[EXERCISE DIRECTIONS]: Please change each "Result" in the records below to "Answer" and leave every other part of the lines as it is.

[ENTRIES]:
[Begin]

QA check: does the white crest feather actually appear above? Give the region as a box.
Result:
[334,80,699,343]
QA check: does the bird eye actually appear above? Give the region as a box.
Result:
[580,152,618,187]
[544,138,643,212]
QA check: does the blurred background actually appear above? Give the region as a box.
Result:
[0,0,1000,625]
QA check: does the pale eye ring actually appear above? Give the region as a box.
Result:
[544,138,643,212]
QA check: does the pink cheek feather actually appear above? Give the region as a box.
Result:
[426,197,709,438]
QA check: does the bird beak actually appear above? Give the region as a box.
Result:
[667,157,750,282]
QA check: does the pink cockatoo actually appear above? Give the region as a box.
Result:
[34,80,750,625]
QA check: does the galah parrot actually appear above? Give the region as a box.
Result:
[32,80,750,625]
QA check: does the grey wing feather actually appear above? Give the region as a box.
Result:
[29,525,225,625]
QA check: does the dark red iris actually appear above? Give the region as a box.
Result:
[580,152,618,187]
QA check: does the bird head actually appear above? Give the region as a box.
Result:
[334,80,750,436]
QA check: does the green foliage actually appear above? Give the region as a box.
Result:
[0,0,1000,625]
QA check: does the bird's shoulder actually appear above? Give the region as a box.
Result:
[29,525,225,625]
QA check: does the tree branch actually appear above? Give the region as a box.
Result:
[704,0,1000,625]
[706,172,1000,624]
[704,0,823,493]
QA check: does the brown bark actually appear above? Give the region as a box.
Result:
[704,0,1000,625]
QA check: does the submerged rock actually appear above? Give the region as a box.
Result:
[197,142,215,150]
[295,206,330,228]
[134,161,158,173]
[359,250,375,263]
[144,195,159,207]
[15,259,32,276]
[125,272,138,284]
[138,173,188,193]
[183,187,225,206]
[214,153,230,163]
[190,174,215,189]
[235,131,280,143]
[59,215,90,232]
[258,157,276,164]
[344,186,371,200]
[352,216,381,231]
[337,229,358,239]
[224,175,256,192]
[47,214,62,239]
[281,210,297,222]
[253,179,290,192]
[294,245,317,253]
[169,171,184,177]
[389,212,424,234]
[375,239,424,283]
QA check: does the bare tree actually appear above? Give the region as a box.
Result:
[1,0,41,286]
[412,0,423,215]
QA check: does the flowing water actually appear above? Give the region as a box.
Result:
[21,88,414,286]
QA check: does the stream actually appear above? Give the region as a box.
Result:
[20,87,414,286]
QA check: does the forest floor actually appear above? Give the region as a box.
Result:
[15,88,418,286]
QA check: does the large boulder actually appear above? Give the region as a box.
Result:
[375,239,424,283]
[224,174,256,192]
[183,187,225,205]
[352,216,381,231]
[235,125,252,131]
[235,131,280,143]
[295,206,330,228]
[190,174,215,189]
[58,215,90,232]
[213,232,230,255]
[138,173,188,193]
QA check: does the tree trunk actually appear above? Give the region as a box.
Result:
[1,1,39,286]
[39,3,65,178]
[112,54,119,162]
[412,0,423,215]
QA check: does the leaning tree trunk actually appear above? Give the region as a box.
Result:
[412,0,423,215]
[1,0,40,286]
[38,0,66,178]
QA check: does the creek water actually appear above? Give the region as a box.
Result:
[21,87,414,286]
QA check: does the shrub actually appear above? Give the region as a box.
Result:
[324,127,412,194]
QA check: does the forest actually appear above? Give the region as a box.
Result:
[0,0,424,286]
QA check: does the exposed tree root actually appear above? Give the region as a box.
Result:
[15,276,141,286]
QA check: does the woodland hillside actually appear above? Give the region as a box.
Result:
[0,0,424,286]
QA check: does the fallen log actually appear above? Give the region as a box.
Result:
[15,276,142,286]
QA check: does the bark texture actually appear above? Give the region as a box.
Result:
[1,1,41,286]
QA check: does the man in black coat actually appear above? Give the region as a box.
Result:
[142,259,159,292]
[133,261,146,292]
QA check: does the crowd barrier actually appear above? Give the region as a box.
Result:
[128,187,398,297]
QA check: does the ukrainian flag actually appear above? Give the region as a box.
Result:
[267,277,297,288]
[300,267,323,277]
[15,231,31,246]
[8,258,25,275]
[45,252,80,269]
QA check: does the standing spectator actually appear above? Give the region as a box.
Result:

[End]

[RESULT]:
QA check: does the white crest feather actually appear above? Give the region as a box.
Answer:
[334,80,699,343]
QA check: does the bird eye actually appear above? Give the region as a box.
Answer:
[580,152,618,187]
[544,138,643,212]
QA check: does the blurred background actually appear above? Give the region as a box.
Answer:
[0,0,1000,625]
QA check: does the pale eye ring actually appear above? Give the region as a box.
Answer:
[544,138,643,212]
QA check: does the pink cheek feather actually appear above? Give the region as a box.
Answer:
[426,197,709,438]
QA check: does the bird beak actually appear above? Give the region as a box.
Answer:
[667,157,750,282]
QA check: does the pink cockatoo actually appear above? Give the region as a box.
Answer:
[34,80,750,625]
QA check: does the galah parrot actually appear above? Give the region as a box.
Answer:
[32,80,750,625]
QA check: does the grey wing feather actually appear above? Give the region as a box.
Answer:
[29,525,225,625]
QA check: does the dark red iris actually appear above? Give the region as a box.
Answer:
[580,152,618,187]
QA check: does the bird head actually appear above? Give the region as a box.
Answer:
[334,80,750,436]
QA check: does the green foliage actually appear above? Give the region as a box.
Answer:
[0,0,1000,625]
QA check: does the bird's shoulder actually appear above? Give the region as a box.
Answer:
[29,525,225,625]
QA check: does the tree branch actually appear above? Give the region as a box.
Answer:
[704,0,1000,625]
[706,172,1000,624]
[704,0,823,493]
QA check: does the brown bark actually appear above? Give the region as a box.
Answer:
[704,0,1000,625]
QA check: does the submerged rock actually appear above? Give the region as a box.
Answer:
[197,142,215,150]
[295,206,330,228]
[134,161,158,173]
[359,250,375,263]
[144,195,159,207]
[15,259,32,276]
[125,272,138,284]
[138,173,188,193]
[183,187,225,206]
[214,153,230,163]
[190,174,215,189]
[235,131,280,143]
[59,215,90,232]
[258,157,276,164]
[344,186,371,200]
[352,216,381,231]
[337,229,358,239]
[224,175,256,192]
[47,214,62,239]
[281,210,297,222]
[253,179,290,192]
[294,245,317,253]
[169,171,184,177]
[389,212,424,234]
[375,239,424,283]
QA check: does the bare tree actually appear above? Give the region as a box.
Answer:
[1,0,41,286]
[412,0,423,215]
QA check: does the flowing water actually appear above? Give the region as a box.
Answer:
[21,88,414,286]
QA check: does the stream actually appear above? Give the region as a box.
Answer:
[20,87,414,286]
QA check: does the forest floor actually appear above? Give the region as a box.
Answer:
[15,88,418,286]
QA check: does the large boulder actually appear above? Give the region as a box.
Answer:
[375,239,424,283]
[224,174,256,192]
[183,187,225,205]
[352,216,381,231]
[235,125,252,131]
[235,131,280,143]
[295,206,330,228]
[190,174,215,189]
[58,215,90,232]
[213,232,230,255]
[138,173,188,193]
QA check: does the tree trunk actually appear above? Give the region as a box.
Answer:
[1,1,39,286]
[39,3,65,178]
[112,54,119,162]
[412,0,423,215]
QA check: does the leaning tree trunk actually appear above? Give the region as a box.
Answer:
[412,0,423,215]
[1,0,40,286]
[38,0,66,178]
QA check: does the creek water actually appear above? Give the region as a box.
Answer:
[21,87,414,286]
QA check: does the shrub actually appear above? Give the region as a box.
Answer:
[324,127,412,194]
QA check: does the forest actually appear above? Give the region as a box.
Answer:
[0,0,424,286]
QA check: does the exposed tree root actually appear above? Give the region as a box.
Answer:
[15,276,141,286]
QA check: does the woodland hillside actually appear above? Give the region as a box.
Answer:
[0,0,424,286]
QA check: does the fallen log actually appear above? Give the region as a box.
Answer:
[15,276,142,286]
QA check: does the bark texture actually appear above? Give the region as a box.
Answer:
[1,1,41,286]
QA check: does the man in black coat actually appear above? Give the region as a box.
Answer:
[142,259,159,292]
[133,261,146,292]
QA check: does the crowd barrier actually appear above? Give the region as a box.
Answer:
[128,187,398,297]
QA check: does the ukrainian flag actually appear above? Give the region as a box.
Answer:
[267,277,297,288]
[300,267,323,277]
[15,231,31,246]
[8,258,25,275]
[45,252,80,269]
QA check: does the standing spectator actually appear above? Give the region as a box.
Answer:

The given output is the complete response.